## Exercise brief
Repeat every line of the data exactly; no picture belongs in the copy.

Information supplied section start

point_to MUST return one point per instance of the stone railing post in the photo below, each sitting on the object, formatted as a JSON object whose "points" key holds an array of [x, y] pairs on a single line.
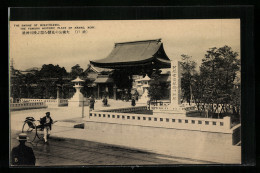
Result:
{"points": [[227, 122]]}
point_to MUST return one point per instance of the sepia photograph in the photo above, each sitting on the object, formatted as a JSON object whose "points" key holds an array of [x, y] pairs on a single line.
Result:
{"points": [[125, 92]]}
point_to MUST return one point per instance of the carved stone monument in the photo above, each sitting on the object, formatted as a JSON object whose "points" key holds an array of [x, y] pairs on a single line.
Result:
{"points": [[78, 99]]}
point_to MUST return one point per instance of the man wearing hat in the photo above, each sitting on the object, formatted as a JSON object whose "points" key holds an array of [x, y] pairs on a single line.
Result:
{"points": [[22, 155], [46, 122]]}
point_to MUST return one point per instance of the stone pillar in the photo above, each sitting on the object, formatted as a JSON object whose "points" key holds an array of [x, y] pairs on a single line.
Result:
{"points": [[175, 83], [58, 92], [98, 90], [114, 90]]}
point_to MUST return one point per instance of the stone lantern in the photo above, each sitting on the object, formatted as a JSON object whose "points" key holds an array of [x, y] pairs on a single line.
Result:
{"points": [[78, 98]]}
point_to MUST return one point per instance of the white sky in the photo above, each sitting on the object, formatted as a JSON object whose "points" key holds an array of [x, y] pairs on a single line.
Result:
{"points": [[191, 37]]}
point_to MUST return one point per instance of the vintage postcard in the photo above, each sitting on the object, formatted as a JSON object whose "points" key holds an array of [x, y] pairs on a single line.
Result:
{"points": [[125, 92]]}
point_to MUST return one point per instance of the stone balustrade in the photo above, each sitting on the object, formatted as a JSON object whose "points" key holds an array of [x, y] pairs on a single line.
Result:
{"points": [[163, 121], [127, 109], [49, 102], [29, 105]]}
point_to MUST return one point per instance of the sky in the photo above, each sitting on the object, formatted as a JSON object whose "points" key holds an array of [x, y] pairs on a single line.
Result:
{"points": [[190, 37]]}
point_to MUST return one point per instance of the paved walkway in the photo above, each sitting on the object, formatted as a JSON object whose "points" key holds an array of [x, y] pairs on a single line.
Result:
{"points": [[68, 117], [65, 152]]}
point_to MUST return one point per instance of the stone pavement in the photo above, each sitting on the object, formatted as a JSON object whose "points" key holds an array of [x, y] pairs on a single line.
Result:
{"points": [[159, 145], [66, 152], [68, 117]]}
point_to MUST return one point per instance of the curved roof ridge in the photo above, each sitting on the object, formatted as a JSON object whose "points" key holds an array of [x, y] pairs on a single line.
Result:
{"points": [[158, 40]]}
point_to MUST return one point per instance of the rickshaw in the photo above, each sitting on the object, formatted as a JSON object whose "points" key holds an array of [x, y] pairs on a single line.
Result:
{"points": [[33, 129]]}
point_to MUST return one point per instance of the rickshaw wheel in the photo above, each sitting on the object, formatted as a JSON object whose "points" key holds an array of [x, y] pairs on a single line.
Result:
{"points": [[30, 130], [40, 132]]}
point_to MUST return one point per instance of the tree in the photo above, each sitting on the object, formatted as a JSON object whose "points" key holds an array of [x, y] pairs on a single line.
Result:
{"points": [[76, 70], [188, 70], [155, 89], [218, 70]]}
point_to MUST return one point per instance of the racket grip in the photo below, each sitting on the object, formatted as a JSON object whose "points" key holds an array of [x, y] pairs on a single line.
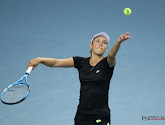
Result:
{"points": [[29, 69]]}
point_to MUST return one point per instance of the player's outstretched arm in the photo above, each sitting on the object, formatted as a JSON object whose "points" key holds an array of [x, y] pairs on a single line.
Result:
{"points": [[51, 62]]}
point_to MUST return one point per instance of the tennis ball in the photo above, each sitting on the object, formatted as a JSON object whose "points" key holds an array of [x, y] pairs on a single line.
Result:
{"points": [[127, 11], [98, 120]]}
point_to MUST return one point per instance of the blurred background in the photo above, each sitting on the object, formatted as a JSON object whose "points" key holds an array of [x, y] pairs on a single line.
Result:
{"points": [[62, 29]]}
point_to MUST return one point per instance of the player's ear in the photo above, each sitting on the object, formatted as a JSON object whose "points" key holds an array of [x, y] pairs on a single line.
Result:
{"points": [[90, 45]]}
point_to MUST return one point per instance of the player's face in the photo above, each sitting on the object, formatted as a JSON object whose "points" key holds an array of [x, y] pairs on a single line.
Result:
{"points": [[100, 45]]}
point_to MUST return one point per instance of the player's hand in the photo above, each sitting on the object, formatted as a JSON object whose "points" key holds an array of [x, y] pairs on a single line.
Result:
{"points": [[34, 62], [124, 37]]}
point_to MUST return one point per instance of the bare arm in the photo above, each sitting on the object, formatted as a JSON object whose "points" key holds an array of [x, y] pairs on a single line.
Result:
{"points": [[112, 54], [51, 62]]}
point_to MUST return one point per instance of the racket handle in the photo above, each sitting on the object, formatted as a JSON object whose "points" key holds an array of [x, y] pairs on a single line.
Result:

Information supplied section end

## Answer to this task
point_to MUST return one point per instance of the stone railing post in the photo below, each sitting on the object, formatted as a JSON object whose "points" key holds an array of [x, y] pairs on a single line.
Result:
{"points": [[227, 122]]}
point_to MUST return one point per instance of the sepia photograph in the photo above, each sitting on the object, formatted as a JSON object whose "points" key holds an array of [x, y] pairs on a single line.
Result:
{"points": [[125, 92]]}
point_to MUST return one point per instance of the carved stone monument in the photo above, each sitting on the object, formatted as a JSON object whose "points" key holds an array of [x, y] pairs on a single line.
Result:
{"points": [[78, 99]]}
point_to MUST return one point per instance of the man wearing hat in the photo above, each sitting on the object, formatted as a JSON object whose "points" key holds an array of [x, y] pairs on a single line.
Result:
{"points": [[22, 155], [46, 122]]}
point_to MUST return one point per instance of the stone pillar in the photo above, each sitting on the object, formatted as a JSON object whose "points" key holds an array of [x, y] pairs on a single line.
Result:
{"points": [[175, 83], [58, 92], [98, 90], [114, 90]]}
point_to MUST return one point per instance of the stone lantern in the photo above, each sitting on the object, formatted as a JSON object whose "points" key holds an array of [x, y] pairs on a single line.
Result:
{"points": [[78, 98]]}
point_to MUST return one point per instance of the white sky in the photo above, each sitting on the object, formatted as a JSON object whose "points" key holds an array of [x, y] pairs on a single line.
Result:
{"points": [[191, 37]]}
point_to MUST return one point per instance of the vintage postcard in the photo above, each sitting on the object, formatted as a JSON object whose "points" key holds an array of [x, y] pairs on a single line.
Result:
{"points": [[125, 92]]}
point_to MUST return one point per instance of the stone balustrade in the photo above, each sitting on the object, formatted as a JSON object whose "points" key holds an array of [x, y] pairs on a single line.
Result:
{"points": [[163, 121], [127, 109], [49, 102], [29, 105]]}
point_to MUST return one point per instance of the sky in the photo above, each sitting on the object, formatted as a JSON object whose "points" key holds an array of [x, y] pairs on a single line.
Result:
{"points": [[190, 37]]}
point_to MUST return one point per instance of the paved walkway in the photo above, each sitting on the object, formatted as a JSON object whose "points" key holds an array of [x, y] pairs on a single line.
Result:
{"points": [[68, 117], [65, 152]]}
point_to MUST return one point per instance of the stone pavement in the photo above, each sitting on the object, formatted as a JSON object whose "points" key holds an array of [x, y] pairs on a single line.
Result:
{"points": [[159, 145], [66, 152], [68, 117]]}
point_to MUST return one point per instance of the curved roof ridge in the photo above, each sitting on the object, formatted as a JSON object whose "points" key holds an array of [x, y] pairs on a single line.
Result:
{"points": [[158, 40]]}
point_to MUST return one point per instance of the rickshaw in the photo above, each sitting on the object, formatted as a JSON object whose "points" key holds an array of [x, y] pairs on a single line.
Result:
{"points": [[33, 129]]}
point_to MUST return one point per instance of the rickshaw wheel in the photo above, each sitting on the object, formatted as a JSON object whose "points" key holds an array of [x, y] pairs on a single line.
Result:
{"points": [[30, 130], [40, 132]]}
point_to MUST return one point per instance of the tree in the photo above, each sitting on the object, formatted as a JSON object whose "points" key holds an array of [x, y] pairs on a single line.
Result:
{"points": [[76, 70], [188, 70], [155, 89], [218, 70]]}
point_to MUST return one point per instance of the racket grip in the photo below, each sitting on the object, formatted as a JSON object whose "points" key holds an array of [x, y] pairs on a single line.
Result:
{"points": [[29, 69]]}
point_to MUST return one point per instance of the player's outstretched arm in the photo above, each sitting on the object, formatted as a JSON object whose "points" key holds an array of [x, y] pairs on a single line.
Result:
{"points": [[51, 62]]}
point_to MUST return one point per instance of the tennis ball in the photo above, each sitting on the object, formatted as a JSON object whose "points" key holds an array of [x, y] pairs on a single line.
Result:
{"points": [[127, 11], [98, 120]]}
point_to MUST return one point per instance of the blurred background in the photo above, each sitting on the object, formatted as a JSON object whose "points" key holds an array of [x, y] pairs on a single line.
Result:
{"points": [[62, 29]]}
point_to MUST return one point per instance of the player's ear in the photo above, each sitting on the object, formatted as a JSON object whose "points" key holds an array of [x, y] pairs on a single line.
Result:
{"points": [[90, 45]]}
point_to MUST return one point per instance of the player's face in the photo above, each sitting on the object, formatted as a JSON object whose "points" key holds an array of [x, y] pairs on a single line.
Result:
{"points": [[100, 45]]}
point_to MUST return one point per instance of the player's hand in the photo above, each sitting on the object, formatted as a JSON object whose "points" key holds an array of [x, y] pairs on a single line.
Result:
{"points": [[34, 62], [124, 37]]}
point_to MUST return one point per instance of the bare arm in the photo above, each sitting on the object, formatted as a JSON object whose "points" key holds an array of [x, y] pairs on a single line.
Result:
{"points": [[112, 54], [51, 62]]}
point_to MUST return one point per instance of the racket handle in the photo above, each sitting on the object, formatted as a JSON object whose "points" key holds an array of [x, y] pairs on a single line.
Result:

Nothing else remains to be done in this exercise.